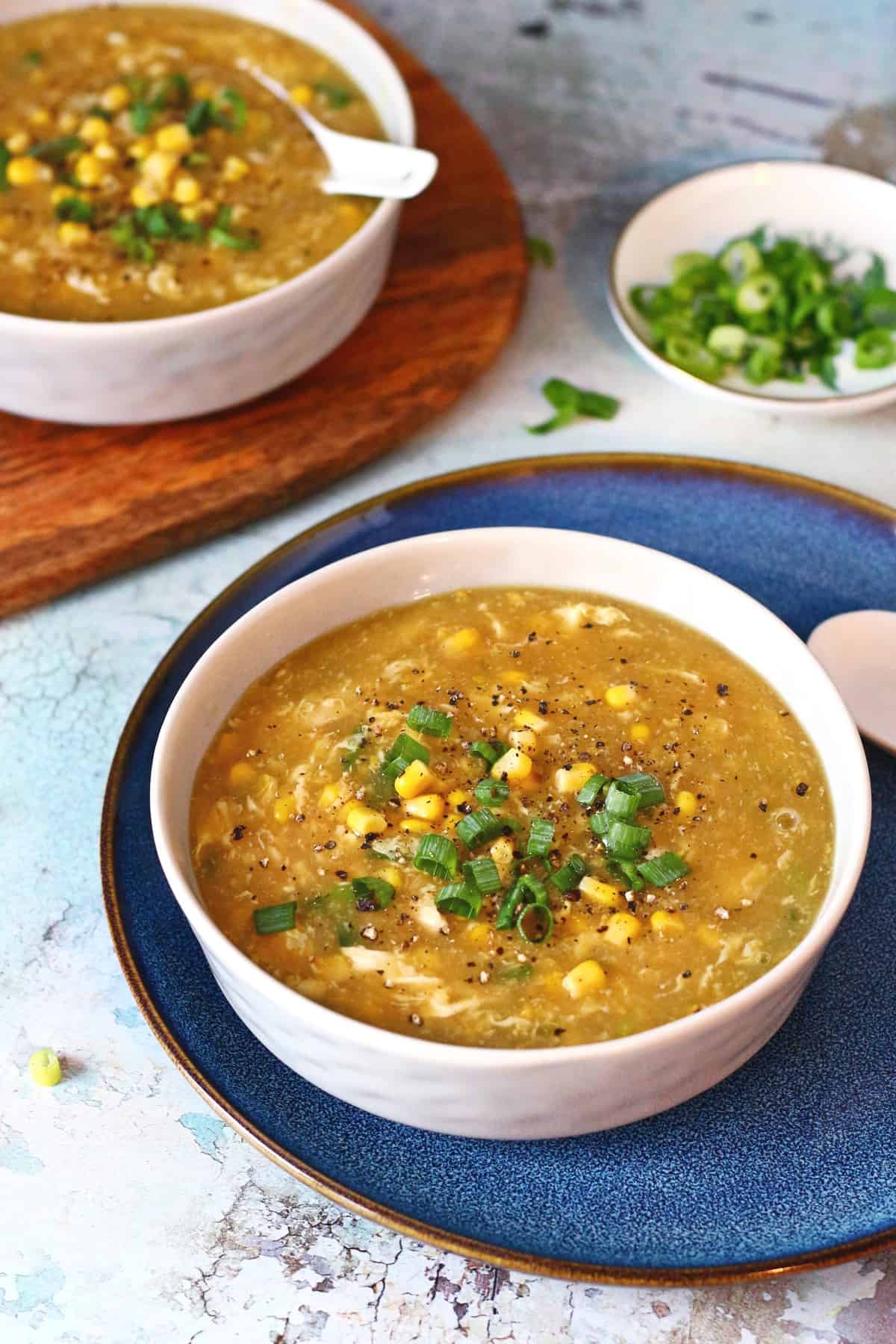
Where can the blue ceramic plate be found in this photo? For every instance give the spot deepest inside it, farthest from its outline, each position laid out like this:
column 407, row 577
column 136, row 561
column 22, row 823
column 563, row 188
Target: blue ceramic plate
column 788, row 1164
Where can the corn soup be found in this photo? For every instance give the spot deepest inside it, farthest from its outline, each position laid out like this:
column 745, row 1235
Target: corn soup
column 144, row 174
column 512, row 818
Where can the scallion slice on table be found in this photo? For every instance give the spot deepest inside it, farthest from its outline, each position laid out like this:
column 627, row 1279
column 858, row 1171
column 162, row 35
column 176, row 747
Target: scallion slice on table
column 460, row 898
column 432, row 722
column 276, row 918
column 435, row 855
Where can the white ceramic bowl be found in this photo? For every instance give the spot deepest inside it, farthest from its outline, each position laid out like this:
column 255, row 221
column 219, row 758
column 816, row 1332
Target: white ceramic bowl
column 820, row 203
column 505, row 1093
column 166, row 369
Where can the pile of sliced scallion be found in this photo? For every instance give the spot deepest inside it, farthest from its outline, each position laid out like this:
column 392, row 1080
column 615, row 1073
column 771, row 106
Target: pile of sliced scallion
column 768, row 308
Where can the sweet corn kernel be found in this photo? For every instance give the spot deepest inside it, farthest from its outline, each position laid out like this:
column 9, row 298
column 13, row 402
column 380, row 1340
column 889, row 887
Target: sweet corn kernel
column 240, row 774
column 234, row 168
column 417, row 779
column 414, row 827
column 366, row 821
column 503, row 855
column 622, row 929
column 144, row 195
column 570, row 779
column 667, row 924
column 186, row 190
column 72, row 234
column 602, row 894
column 140, row 148
column 620, row 697
column 114, row 99
column 430, row 806
column 159, row 166
column 585, row 979
column 524, row 738
column 685, row 803
column 89, row 171
column 23, row 172
column 284, row 808
column 461, row 640
column 175, row 139
column 514, row 765
column 93, row 129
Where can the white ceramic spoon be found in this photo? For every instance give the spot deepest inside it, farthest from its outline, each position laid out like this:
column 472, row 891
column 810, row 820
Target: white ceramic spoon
column 359, row 167
column 859, row 653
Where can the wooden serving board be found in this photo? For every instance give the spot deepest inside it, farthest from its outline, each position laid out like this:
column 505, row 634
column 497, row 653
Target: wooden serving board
column 78, row 503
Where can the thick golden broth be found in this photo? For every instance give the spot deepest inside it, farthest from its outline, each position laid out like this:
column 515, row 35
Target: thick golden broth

::::::

WHAT THE EXERCISE ASKS:
Put every line of the data above into a numbered list, skipping any blank lines and leaving out the pictures.

TASK SOLUTION:
1. Where can the blue ceramic plate be found in this photo? For every instance give the spot deepest inside it, farthest from its outline, each position laid out like this:
2. column 407, row 577
3. column 136, row 561
4. column 22, row 823
5. column 563, row 188
6. Target: blue ceramic plate
7. column 788, row 1164
8. Where can the corn soup be found in this photo? For every instance give the spot deepest inside it, farthest from its outline, each position laid out like this:
9. column 745, row 1235
10. Target: corn soup
11. column 144, row 174
12. column 512, row 818
13. Where can the scallion slice on table be found in this photo? For every instance give the spot deepest inside it, farthest from its outline, each position laid out like this:
14. column 627, row 1279
15. column 858, row 1171
16. column 162, row 35
17. column 176, row 747
18. Target: scallion slice on table
19. column 460, row 898
20. column 432, row 722
21. column 276, row 918
22. column 435, row 855
23. Where can the white ceramic bowl be found in this photo? For every instance give the spot deepest inside it, farthest from its outline, each position laid out like this:
24. column 255, row 221
25. column 219, row 758
26. column 816, row 1332
27. Target: white ceramic bowl
28. column 820, row 203
29. column 505, row 1093
30. column 166, row 369
31. Where can the pile of sliced scallion be found in this photo? For every instance give the spot deepest inside it, farthest from its outline, each position laid out like this:
32. column 392, row 1080
33. column 615, row 1073
34. column 771, row 106
35. Target: pile of sliced scallion
36. column 768, row 308
37. Where can the sweet corn kernel be found in this photo? For every instance give the spot deepest inside it, farthest from its outline, each position laid out like this:
38. column 9, row 298
39. column 13, row 402
40. column 380, row 1340
41. column 889, row 887
42. Target: sweet corn kernel
43. column 240, row 774
44. column 234, row 168
45. column 417, row 779
46. column 414, row 827
47. column 366, row 821
48. column 503, row 855
49. column 622, row 929
50. column 144, row 195
51. column 570, row 779
52. column 667, row 924
53. column 186, row 190
54. column 72, row 234
55. column 602, row 894
56. column 140, row 148
57. column 620, row 697
58. column 114, row 99
59. column 430, row 806
60. column 159, row 166
61. column 585, row 979
62. column 524, row 738
63. column 685, row 803
64. column 89, row 171
65. column 23, row 172
66. column 284, row 808
67. column 461, row 640
68. column 175, row 139
69. column 514, row 765
70. column 93, row 129
71. Where can the white ceramic spoon be found in this photo? For every instance give the spot deepest inside it, farthest from its outline, each position laid out like this:
72. column 472, row 891
73. column 810, row 820
74. Target: white ceramic spoon
75. column 359, row 167
76. column 859, row 653
77. Where can the wooden serving board be found in this photo? For every instance give the spot deepest inside it, farthest from its outline, each position laid out like this:
78. column 505, row 634
79. column 497, row 653
80. Target: wooden serving board
81. column 78, row 503
82. Where can the thick golden broth be found in this photo? For every instance give the spot deepest inside it, farthest from its outline, each position laid out like this:
83. column 515, row 35
84. Target: thick golden broth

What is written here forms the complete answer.